* INPUT RECORDS:
--------------------------------------------------
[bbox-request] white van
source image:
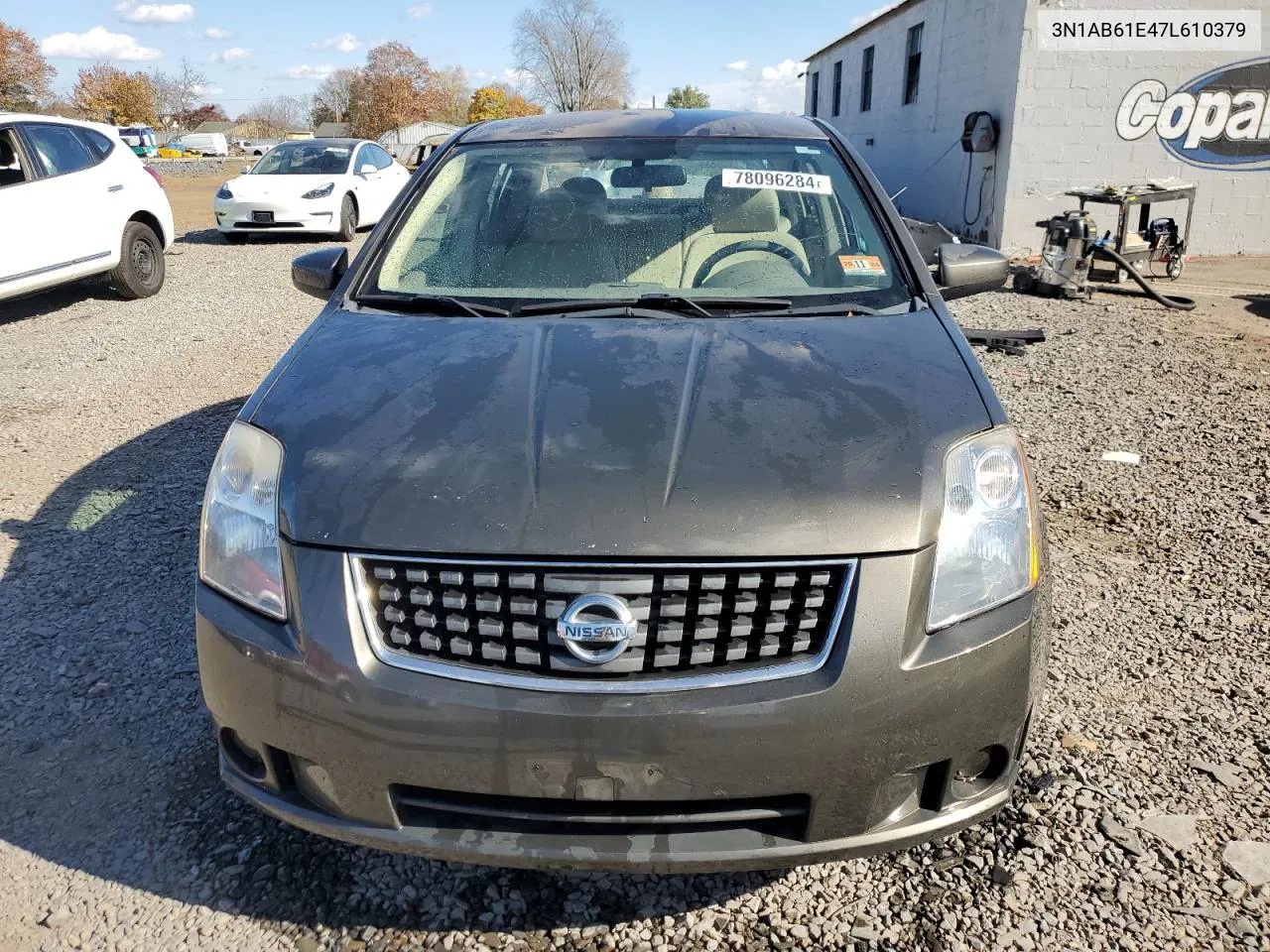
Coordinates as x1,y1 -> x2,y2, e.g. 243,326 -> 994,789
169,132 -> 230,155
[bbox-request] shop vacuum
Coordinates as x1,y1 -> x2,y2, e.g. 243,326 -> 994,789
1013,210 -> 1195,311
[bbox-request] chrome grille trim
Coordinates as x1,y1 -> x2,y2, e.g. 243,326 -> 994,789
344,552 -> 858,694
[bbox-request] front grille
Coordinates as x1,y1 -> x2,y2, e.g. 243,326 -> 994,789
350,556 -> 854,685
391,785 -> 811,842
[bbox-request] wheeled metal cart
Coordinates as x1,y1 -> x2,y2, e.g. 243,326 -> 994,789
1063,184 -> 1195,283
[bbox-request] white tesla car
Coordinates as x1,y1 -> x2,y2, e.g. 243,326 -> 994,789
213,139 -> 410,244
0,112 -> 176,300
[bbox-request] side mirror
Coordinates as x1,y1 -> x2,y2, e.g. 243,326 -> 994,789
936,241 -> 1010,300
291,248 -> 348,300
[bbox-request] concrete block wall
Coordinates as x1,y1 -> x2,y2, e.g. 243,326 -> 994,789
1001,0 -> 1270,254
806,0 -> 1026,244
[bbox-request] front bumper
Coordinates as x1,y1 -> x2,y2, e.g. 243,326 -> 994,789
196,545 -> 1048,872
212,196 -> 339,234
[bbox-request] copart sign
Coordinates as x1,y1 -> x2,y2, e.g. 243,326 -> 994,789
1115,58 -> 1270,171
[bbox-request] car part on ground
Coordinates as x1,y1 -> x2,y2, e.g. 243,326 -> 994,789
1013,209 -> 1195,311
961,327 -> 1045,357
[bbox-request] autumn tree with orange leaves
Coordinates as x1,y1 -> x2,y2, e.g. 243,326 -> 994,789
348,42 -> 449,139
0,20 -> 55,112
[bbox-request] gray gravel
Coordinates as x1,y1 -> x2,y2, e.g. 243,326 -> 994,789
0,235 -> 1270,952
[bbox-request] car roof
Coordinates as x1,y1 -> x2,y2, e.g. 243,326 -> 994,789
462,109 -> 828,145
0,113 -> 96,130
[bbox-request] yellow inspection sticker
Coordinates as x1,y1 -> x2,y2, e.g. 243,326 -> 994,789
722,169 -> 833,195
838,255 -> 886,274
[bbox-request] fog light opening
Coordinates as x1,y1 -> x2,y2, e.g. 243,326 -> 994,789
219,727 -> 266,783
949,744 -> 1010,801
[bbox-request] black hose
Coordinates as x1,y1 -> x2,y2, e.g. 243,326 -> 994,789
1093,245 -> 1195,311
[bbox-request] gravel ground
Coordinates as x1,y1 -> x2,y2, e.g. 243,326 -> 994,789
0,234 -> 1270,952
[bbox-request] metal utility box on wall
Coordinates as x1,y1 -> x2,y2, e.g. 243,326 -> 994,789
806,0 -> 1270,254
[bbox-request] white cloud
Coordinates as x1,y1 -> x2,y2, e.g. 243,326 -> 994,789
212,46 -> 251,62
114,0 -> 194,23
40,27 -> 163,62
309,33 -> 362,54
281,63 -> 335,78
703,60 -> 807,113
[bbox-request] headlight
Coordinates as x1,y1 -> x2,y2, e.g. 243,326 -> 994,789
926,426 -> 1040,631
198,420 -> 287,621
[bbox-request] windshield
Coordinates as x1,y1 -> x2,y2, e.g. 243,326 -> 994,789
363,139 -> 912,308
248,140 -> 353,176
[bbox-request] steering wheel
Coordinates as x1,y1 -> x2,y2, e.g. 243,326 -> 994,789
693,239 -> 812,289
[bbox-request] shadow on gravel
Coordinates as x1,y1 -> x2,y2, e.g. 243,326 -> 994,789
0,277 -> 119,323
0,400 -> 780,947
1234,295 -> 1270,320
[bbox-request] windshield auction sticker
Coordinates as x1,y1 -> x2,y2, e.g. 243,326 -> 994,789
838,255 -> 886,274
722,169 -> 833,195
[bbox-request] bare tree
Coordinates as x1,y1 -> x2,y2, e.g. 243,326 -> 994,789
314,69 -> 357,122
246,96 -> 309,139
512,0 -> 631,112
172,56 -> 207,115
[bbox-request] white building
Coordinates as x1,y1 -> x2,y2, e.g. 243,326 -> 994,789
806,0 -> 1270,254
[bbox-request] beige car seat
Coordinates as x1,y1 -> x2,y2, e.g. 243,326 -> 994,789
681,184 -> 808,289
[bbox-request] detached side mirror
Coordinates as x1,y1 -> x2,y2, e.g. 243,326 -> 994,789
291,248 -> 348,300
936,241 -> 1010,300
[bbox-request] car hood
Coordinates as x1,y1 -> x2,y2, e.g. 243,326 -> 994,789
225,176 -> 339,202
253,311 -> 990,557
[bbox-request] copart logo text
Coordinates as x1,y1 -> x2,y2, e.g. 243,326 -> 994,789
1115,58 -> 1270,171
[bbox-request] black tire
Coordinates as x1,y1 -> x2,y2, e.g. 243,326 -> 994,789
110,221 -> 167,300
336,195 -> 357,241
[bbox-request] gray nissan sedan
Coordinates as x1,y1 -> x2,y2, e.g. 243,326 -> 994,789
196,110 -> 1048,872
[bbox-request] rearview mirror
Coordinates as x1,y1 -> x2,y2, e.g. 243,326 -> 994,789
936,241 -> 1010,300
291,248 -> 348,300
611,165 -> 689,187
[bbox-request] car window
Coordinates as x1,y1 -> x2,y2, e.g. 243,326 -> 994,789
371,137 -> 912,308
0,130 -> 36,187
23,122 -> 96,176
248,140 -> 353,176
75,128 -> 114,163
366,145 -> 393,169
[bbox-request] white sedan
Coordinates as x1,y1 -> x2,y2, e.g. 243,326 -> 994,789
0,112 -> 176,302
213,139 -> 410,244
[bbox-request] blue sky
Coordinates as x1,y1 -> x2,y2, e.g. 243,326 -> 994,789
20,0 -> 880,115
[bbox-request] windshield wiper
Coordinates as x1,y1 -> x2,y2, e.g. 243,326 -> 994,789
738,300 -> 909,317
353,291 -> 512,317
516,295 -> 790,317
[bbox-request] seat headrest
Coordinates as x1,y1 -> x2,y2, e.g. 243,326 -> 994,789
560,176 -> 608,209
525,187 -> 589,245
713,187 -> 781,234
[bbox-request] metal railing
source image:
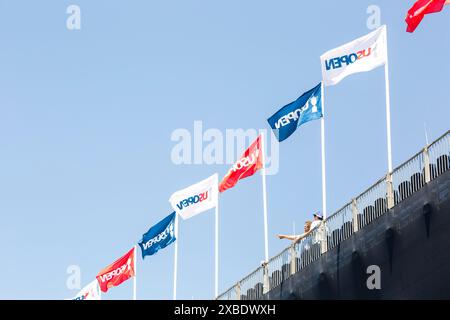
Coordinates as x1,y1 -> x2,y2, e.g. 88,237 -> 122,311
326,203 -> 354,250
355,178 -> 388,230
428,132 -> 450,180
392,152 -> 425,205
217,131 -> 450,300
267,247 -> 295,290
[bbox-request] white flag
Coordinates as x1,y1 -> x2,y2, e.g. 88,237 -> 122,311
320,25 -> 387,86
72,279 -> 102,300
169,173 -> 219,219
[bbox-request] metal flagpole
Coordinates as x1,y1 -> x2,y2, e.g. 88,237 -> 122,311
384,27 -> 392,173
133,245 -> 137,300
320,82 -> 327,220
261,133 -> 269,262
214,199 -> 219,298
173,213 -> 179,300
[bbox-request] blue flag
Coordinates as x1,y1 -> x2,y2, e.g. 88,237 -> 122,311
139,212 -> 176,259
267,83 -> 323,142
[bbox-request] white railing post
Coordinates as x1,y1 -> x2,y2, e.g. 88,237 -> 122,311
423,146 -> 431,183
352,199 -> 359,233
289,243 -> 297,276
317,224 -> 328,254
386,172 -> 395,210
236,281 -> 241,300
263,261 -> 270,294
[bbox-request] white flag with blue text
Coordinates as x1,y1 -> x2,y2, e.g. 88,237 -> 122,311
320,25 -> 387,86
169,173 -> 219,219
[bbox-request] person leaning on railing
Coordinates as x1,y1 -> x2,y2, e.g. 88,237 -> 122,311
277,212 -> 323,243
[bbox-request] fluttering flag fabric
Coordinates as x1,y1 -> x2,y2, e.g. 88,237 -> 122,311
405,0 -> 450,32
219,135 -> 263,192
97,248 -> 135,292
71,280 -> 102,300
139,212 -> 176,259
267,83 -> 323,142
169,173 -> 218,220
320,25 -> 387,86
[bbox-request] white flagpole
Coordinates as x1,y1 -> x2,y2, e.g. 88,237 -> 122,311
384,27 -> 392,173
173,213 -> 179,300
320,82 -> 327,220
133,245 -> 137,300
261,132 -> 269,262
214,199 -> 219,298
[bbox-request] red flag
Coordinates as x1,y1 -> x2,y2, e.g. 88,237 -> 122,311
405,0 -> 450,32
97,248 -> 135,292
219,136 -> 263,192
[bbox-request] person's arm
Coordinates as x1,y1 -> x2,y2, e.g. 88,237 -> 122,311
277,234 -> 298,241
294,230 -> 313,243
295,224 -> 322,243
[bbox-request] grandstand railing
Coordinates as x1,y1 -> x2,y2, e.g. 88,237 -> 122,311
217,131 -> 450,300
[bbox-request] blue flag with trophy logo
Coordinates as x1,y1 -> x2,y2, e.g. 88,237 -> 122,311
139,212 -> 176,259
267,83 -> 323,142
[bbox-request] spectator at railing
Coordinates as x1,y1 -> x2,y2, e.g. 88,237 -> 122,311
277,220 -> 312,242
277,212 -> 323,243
--------------------------------------------------
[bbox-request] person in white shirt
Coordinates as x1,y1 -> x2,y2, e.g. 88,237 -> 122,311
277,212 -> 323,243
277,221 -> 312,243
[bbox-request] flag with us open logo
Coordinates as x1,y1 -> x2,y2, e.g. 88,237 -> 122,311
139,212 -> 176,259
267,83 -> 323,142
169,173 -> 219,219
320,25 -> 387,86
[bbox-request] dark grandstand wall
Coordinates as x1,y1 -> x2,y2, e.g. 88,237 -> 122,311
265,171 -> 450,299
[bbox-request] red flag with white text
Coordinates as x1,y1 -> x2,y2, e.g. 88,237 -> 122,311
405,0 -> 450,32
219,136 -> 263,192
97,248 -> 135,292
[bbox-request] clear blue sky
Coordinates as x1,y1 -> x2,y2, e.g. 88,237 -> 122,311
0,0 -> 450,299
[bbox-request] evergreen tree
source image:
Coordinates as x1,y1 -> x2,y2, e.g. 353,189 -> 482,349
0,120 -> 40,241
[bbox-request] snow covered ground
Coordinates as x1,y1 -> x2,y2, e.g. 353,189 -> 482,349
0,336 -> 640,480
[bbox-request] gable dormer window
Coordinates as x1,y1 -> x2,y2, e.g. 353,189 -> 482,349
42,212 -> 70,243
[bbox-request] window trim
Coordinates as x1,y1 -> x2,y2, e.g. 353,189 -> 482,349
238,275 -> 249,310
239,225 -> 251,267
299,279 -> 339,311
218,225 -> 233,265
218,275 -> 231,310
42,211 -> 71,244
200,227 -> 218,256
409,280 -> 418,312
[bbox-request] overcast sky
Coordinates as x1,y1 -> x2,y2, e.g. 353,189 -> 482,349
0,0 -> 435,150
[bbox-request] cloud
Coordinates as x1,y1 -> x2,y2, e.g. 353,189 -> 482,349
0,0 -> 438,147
--------------------------------------------------
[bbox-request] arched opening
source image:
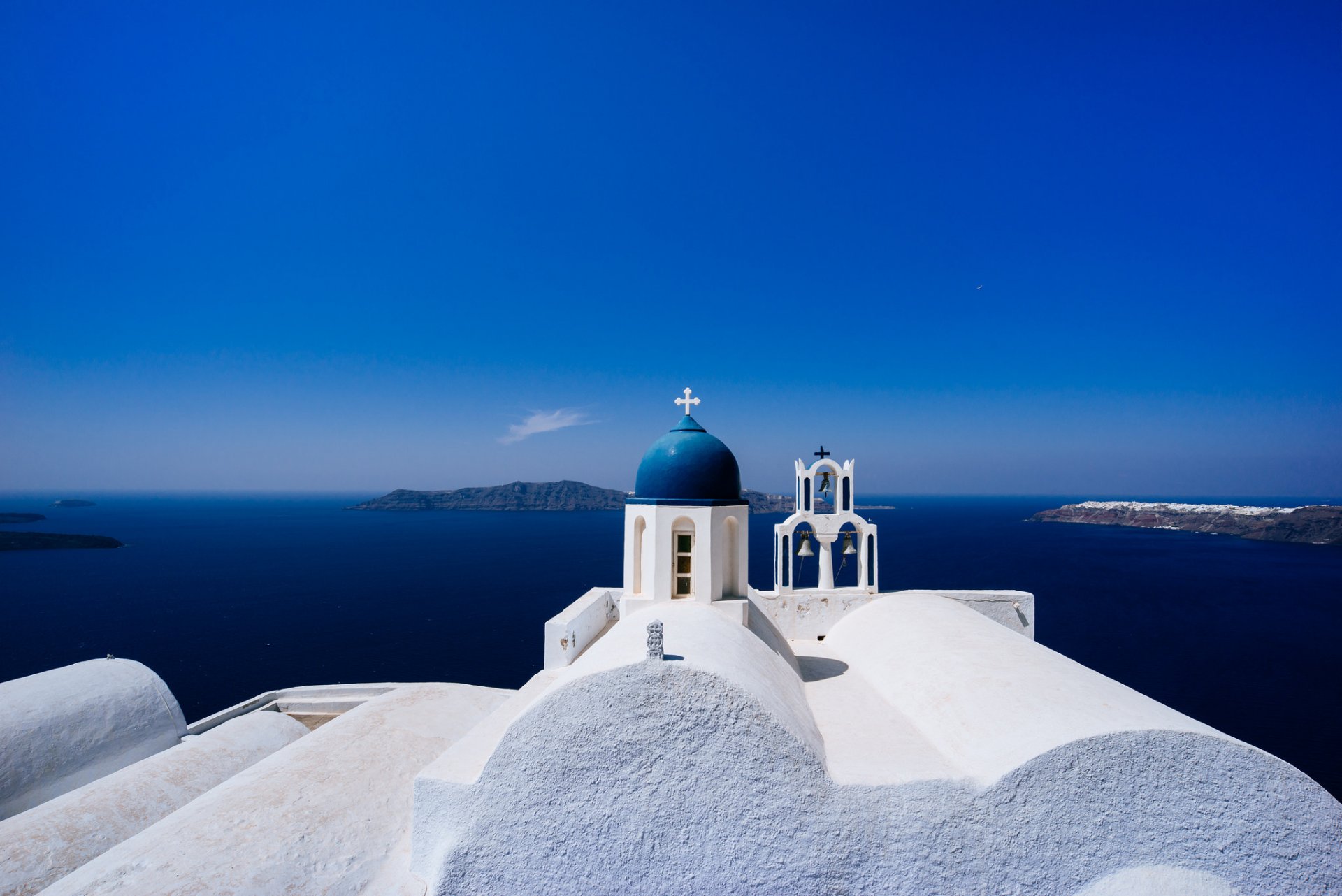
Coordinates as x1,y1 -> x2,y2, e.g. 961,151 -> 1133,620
--------------------------------------------------
* WHAT IS BEING ASKED:
Please pull out everything from the line containing "[bbox-request] side mirror" down to the line containing "703,60 -> 807,113", both included, and reproduce those lines without changing a character.

* SOLUTION TO THIS EXERCISE:
[bbox-request] side mirror
Coordinates as x1,y1 -> x2,y2, e.g. 243,326 -> 994,789
936,241 -> 1010,300
291,248 -> 348,300
[bbox-request] concrete block wall
Coordinates as x1,y1 -> x2,y2, e.g. 243,326 -> 994,789
1001,0 -> 1270,254
806,0 -> 1026,244
[bbox-request] front bumper
Coordinates as x1,y1 -> x2,y2, e.g. 243,326 -> 994,789
196,545 -> 1048,872
212,196 -> 339,234
[bbox-request] copart sign
Coordinates as x1,y1 -> x2,y2, e.g. 243,326 -> 994,789
1115,58 -> 1270,171
[bbox-request] car part on ground
Coordinates as x1,y1 -> x2,y2, e.g. 243,326 -> 994,789
1013,209 -> 1195,311
961,327 -> 1045,357
[bbox-request] autumn tree with orange leaves
Coordinates as x1,y1 -> x2,y2, e.g. 243,326 -> 994,789
348,42 -> 449,139
0,20 -> 55,112
[bbox-request] gray gravel
Coordinates as x1,y1 -> x2,y2, e.g. 243,326 -> 994,789
0,235 -> 1270,952
[bbox-request] car roof
Coordinates as x1,y1 -> x2,y2, e.g. 243,326 -> 994,789
462,109 -> 828,145
0,113 -> 96,130
[bbox-request] yellow inspection sticker
Coordinates as x1,y1 -> x2,y2, e.g. 243,326 -> 994,789
722,169 -> 833,195
838,255 -> 886,274
[bbox-request] fog light opening
Coordinates as x1,y1 -> x2,y2, e.g. 243,326 -> 994,789
219,727 -> 266,783
949,744 -> 1010,801
[bbox-request] black hose
Coordinates as x1,y1 -> x2,y2, e.g. 243,326 -> 994,789
1093,245 -> 1195,311
[bbox-request] gravel ground
Coordinates as x1,y1 -> x2,y2, e.g. 243,326 -> 994,789
0,234 -> 1270,952
[bbox-request] metal utility box on wall
Coordinates as x1,y1 -> x2,y2, e.g. 243,326 -> 994,789
806,0 -> 1270,254
[bbox-request] white cloud
Coordinates as x1,y1 -> x2,y2, e.g. 243,326 -> 994,789
212,46 -> 251,62
114,0 -> 194,23
40,27 -> 163,62
309,33 -> 362,54
281,63 -> 335,78
703,60 -> 807,113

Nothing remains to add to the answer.